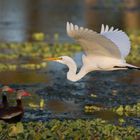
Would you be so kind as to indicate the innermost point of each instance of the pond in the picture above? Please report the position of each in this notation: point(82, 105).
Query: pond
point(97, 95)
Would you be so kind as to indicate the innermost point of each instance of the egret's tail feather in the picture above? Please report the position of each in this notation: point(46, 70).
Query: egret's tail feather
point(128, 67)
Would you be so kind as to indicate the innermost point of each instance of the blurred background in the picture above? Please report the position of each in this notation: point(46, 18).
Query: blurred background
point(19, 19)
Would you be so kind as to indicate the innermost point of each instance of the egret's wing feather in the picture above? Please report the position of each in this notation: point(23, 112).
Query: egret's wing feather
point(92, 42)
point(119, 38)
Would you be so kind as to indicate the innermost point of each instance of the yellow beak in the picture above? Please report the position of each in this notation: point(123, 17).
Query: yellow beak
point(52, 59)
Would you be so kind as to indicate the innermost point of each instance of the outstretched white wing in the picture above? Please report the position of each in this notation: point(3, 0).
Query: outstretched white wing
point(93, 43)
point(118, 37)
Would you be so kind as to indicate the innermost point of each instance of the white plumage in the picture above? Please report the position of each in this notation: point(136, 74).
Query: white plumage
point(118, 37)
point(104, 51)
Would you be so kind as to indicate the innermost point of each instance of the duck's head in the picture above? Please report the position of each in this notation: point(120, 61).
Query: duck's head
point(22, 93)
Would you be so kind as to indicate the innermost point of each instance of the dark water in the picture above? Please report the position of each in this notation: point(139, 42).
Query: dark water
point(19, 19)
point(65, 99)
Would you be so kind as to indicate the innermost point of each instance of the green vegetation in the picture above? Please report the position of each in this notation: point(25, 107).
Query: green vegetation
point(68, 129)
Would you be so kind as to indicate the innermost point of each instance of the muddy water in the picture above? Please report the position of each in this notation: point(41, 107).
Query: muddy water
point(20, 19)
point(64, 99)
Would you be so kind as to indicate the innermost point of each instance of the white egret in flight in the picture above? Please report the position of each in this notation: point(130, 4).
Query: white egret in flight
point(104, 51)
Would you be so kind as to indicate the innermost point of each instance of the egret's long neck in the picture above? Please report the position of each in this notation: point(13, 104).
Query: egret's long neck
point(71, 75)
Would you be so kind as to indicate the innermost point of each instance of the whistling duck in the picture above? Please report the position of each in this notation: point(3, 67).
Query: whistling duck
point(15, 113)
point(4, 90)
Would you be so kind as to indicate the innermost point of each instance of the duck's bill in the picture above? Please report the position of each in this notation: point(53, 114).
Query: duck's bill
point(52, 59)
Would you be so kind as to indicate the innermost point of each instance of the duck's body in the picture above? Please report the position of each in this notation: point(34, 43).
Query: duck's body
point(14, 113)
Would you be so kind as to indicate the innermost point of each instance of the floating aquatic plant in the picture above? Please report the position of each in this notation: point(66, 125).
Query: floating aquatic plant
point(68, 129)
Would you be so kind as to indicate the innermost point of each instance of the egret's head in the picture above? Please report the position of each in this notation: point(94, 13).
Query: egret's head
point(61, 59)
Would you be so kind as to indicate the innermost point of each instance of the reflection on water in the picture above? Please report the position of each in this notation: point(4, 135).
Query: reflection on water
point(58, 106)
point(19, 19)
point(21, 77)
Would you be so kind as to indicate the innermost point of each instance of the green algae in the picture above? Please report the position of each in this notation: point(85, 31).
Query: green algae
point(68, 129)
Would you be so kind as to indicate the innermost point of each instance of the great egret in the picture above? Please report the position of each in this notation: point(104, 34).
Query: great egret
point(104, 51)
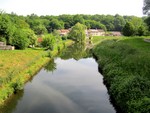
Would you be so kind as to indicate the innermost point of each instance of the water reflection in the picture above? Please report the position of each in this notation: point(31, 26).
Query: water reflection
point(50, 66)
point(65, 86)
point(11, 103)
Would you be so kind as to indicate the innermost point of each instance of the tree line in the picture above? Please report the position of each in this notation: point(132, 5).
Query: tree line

-- -- --

◆ **Written request**
Swap "innermost point" for "central point" in the entries from the line with "notation: point(85, 31)." up to and including the last line of the entries, and write those lines out again with nothing else changed. Leave the pictures out of your answer.

◆ **Result below**
Would you be so kind as to indicate the central point of each instance of the green algae in the picture above? Please report the position of each in this notation: point(85, 31).
Query: green algae
point(68, 129)
Would you be so kind as to indicate the central point of each instance of the great egret in the picture above? Please report the position of each in this notation: point(104, 34).
Query: great egret
point(104, 51)
Would you be so kind as to indicate the central point of each instance of the water reflection in the picture above? Please report the position of each in this notation: point(31, 26).
Query: water reflection
point(50, 66)
point(65, 86)
point(11, 103)
Would you be so kind as to indicate the central point of each instance of the tree line in the picture above? Please report the position of each in this notation: point(132, 5).
Query: tree line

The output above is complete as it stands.